Material shown:
□ □ □
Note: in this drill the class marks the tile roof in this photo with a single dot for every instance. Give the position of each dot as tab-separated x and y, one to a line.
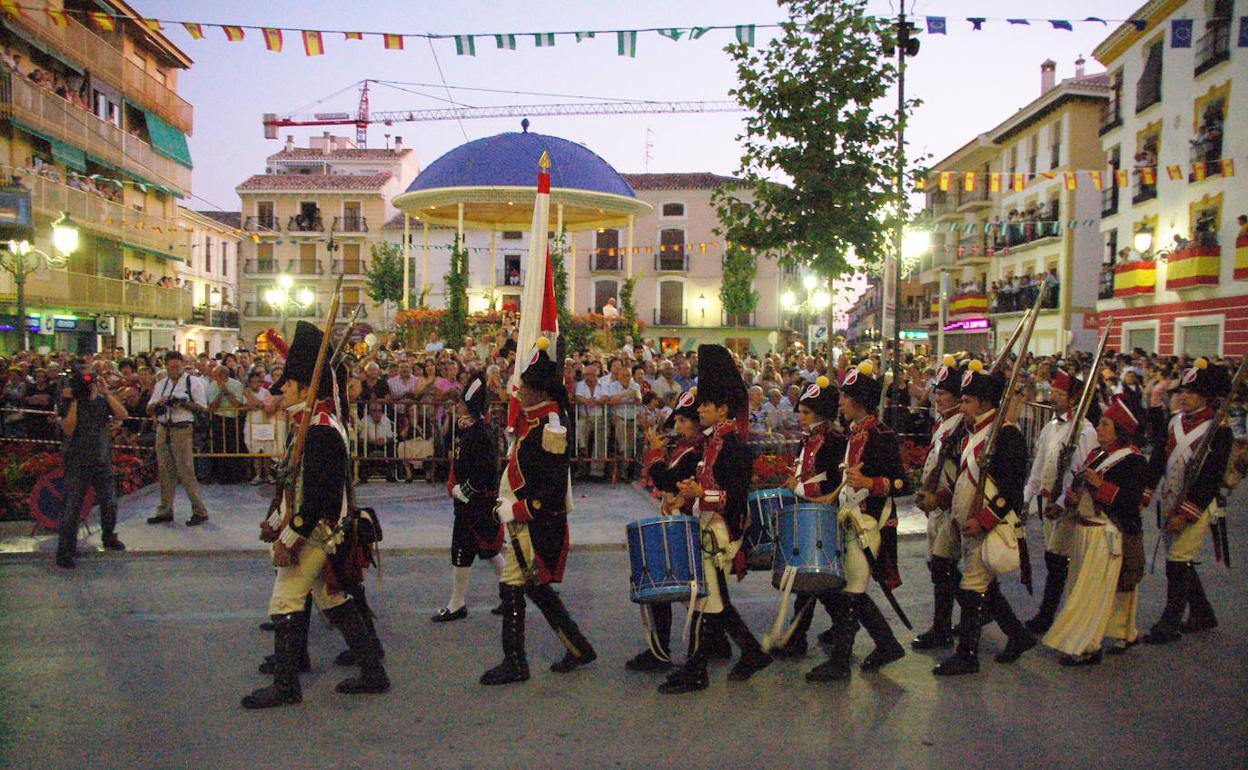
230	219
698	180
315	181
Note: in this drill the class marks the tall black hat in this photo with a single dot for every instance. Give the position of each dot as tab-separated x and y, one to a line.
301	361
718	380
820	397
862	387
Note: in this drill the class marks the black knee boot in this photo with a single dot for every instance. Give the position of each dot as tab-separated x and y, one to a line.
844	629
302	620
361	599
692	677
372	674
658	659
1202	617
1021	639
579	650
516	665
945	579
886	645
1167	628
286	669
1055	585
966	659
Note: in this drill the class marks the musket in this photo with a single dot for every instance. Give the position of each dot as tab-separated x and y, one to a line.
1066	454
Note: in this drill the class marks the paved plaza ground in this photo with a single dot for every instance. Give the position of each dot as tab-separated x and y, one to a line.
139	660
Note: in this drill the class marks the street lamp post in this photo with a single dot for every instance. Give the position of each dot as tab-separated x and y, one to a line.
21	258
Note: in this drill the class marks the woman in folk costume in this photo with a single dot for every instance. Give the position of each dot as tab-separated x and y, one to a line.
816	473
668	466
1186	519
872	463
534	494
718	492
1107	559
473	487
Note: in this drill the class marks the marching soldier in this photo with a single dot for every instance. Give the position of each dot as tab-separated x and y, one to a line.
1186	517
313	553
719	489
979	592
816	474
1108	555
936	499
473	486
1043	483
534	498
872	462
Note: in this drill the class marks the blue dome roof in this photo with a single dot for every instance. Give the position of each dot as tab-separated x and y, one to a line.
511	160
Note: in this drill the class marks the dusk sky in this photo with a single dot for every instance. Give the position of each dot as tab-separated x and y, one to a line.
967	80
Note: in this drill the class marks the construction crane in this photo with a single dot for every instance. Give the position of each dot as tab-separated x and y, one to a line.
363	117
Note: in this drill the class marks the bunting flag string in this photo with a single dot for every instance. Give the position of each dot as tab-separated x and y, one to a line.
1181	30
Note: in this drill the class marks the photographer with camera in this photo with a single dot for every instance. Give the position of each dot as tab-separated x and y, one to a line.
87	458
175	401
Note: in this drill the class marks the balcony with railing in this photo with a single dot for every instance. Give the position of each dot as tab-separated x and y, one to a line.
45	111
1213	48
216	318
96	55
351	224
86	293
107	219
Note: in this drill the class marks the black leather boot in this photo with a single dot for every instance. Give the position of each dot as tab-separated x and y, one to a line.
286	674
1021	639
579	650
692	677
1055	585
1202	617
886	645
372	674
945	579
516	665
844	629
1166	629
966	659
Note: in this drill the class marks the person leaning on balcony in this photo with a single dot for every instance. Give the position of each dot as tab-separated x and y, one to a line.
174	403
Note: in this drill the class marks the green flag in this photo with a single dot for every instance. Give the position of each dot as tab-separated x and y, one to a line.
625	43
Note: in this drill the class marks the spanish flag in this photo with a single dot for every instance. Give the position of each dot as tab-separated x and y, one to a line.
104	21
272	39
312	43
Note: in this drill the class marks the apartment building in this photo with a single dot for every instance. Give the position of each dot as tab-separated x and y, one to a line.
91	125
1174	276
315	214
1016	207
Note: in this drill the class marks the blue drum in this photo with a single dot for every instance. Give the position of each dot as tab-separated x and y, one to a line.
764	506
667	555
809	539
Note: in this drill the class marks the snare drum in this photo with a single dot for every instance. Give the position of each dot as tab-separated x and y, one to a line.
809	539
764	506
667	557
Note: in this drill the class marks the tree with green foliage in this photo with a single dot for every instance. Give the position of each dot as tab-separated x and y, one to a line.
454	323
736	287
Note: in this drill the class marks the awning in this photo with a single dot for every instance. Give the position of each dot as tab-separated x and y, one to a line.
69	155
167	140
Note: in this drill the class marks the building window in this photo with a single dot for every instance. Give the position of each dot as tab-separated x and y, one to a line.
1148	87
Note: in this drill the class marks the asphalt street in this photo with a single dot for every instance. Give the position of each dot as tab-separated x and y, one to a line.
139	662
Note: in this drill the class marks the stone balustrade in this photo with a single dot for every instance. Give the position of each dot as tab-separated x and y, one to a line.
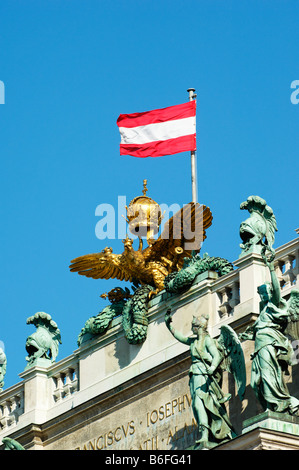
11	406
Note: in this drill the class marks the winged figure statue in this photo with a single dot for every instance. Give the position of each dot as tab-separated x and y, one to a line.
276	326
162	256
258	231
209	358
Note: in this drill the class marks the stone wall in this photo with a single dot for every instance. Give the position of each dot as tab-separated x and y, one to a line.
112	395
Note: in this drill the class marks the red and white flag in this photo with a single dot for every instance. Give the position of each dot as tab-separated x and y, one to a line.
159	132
□ □ □
What needs to be done:
Each entry must be retyped word for word, with every image omitted.

Task answer:
Note: in this drill the class marks the tile roof in this photo with a single dot for every instance. Give the position of each dot as tab-separated x and y, one to a line.
230	219
698	180
315	181
Note: in this drill the class marks the tall black hat in this photo with a single dot for every instance. Give the position of each dot as tab-separated x and y, one to a line.
301	361
718	380
820	397
862	387
Note: in this drill the class marks the black knee boot in this photo with a single dot for every instance. Give the position of each dot as tab-separated x and y, one to a line.
844	629
302	620
361	599
692	677
372	674
658	659
1202	617
1021	639
579	650
516	665
945	579
886	645
1167	628
286	669
1055	585
966	659
Note: in this drill the class marks the musket in this photo with a single dot for every instance. Give the position of each dot as tab-separated x and y, one to a line.
1066	454
Note: in this drill the class marks the paved plaza ground in this photo with a single dot for every instance. Give the position of each dot as tab-separated x and y, one to a line.
139	660
Note: in this drill the class marks the street lamp post in this photo with a single dot for every instance. Give the position of each dot as tab-separated x and y, one to a line.
21	258
Note: in this drill the class marks the woman in folk costume in this photo with a single dot for every instance. Give the position of each dot as tab-separated x and y, one to a line.
816	473
668	466
1186	519
872	463
534	494
718	492
1107	559
473	487
Note: in this drill the class marks the marching soldier in this photo with a single dot for every instance. Give the position of each dot as tab-separated x and y, one to a line.
1186	517
313	553
719	489
979	592
816	474
1108	555
936	499
473	486
1043	483
534	498
872	462
Note: in this drill the class marks the blue dome roof in this photo with a single dot for every instance. Give the position of each dot as tab-separated x and y, one to a line.
511	160
Note: in this drill the class marks the dusk sky in this photo with a single dot for every instance. Give the position of each dot as tab-separated x and y, one to a line.
967	80
Note: in this drill the class marks the construction crane in this photo with a single dot for every instance. Give the position of each dot as tab-separated x and y, one to a line.
363	117
Note: in this drill the class marks the bunting flag string in this photo with a single dot for every instance. Give the position of each dot as tab-separated x and y, one to a line.
1181	30
Note: in this drill the class marks the photographer with camera in this photo with a single dot for every instance. Give the position of each dot as tab-separated x and y, one to a line.
87	458
175	401
Note: in this drill the class marks the balcony with railing in this photo with a single dot for every instance. Give the position of each dot as tab-separated x and y, one to a line.
45	111
1213	48
216	318
96	55
351	224
86	293
107	219
Note: in this drill the class marks the black leather boot in this photo with a single dot for every instance. Give the position of each dot as tab-separated x and y, one to a line.
286	674
1021	639
579	650
692	677
1055	585
1202	617
886	645
372	674
945	579
516	665
844	629
1166	629
966	659
Note: in this drill the class marks the person leaning on balcony in this photo with a single dot for every instance. Give the position of each dot as tab-separated x and y, one to a line.
174	403
Note: in this drill the class marks the green flag in this photo with a single dot for every instance. Give the position of each dot as tab-separated x and y, one to a line.
625	43
Note: in this drill the class marks the spanish flag in this photo with a single dot for every instance. Give the position of each dot as tab-separated x and y, one to a line.
104	21
272	39
312	43
Note: in this drill the class marks the apartment building in this photo with a single dot for every instance. Give the position of each dot as tab-separated x and y, one to a line.
91	125
1174	276
315	214
1016	207
Note: in this drill the class marks the blue drum in this photo with a single dot for every instance. Give the position of each dot as tab-separated x and y, one to a line.
764	506
667	555
809	539
Note: in this drill the class marks the snare drum in this photo with a single dot for every instance. Give the position of each dot as tab-separated x and y, one to a line.
809	539
764	506
667	557
Note: in this drill the class marks the tree with green foliage in this photo with a single dot for every instance. Give the position of each dot as tab-separated x and y, one to a line.
454	323
736	287
Note: in this drill the class marks the awning in this photo with a single dot for every instance. Give the position of each dot as tab-separated x and y, one to a line.
69	155
167	140
Note: in this drill the class marks the building window in this photo with a single dot for every instance. Give the position of each dot as tab-separated x and y, one to a line.
1148	87
Note: in this drill the class marks the asphalt street in this photo with a single dot for every instance. Give the position of each dot as tab-separated x and y, one to a line.
139	662
Note: in this drill the class marks the stone balustrade in this photo with a single dot for every instance. Give the position of each dot as tab-separated x and y, one to a line.
11	406
Note: in this drill the class marks the winged figure statue in this photo with a single dot for every instance. Give the position of each dot as tab-separated x and y, one to a line.
276	326
162	256
258	231
209	358
Note: in this drill the class marks the stone wall in this photo with a single dot for every instance. Give the position of each dot as tab-separated x and y, one to a line.
112	395
Note: in this drill the class marks the red and white flag in this photo with a single dot for every instance. Give the position of each dot as tab-separated x and y, one to a line.
159	132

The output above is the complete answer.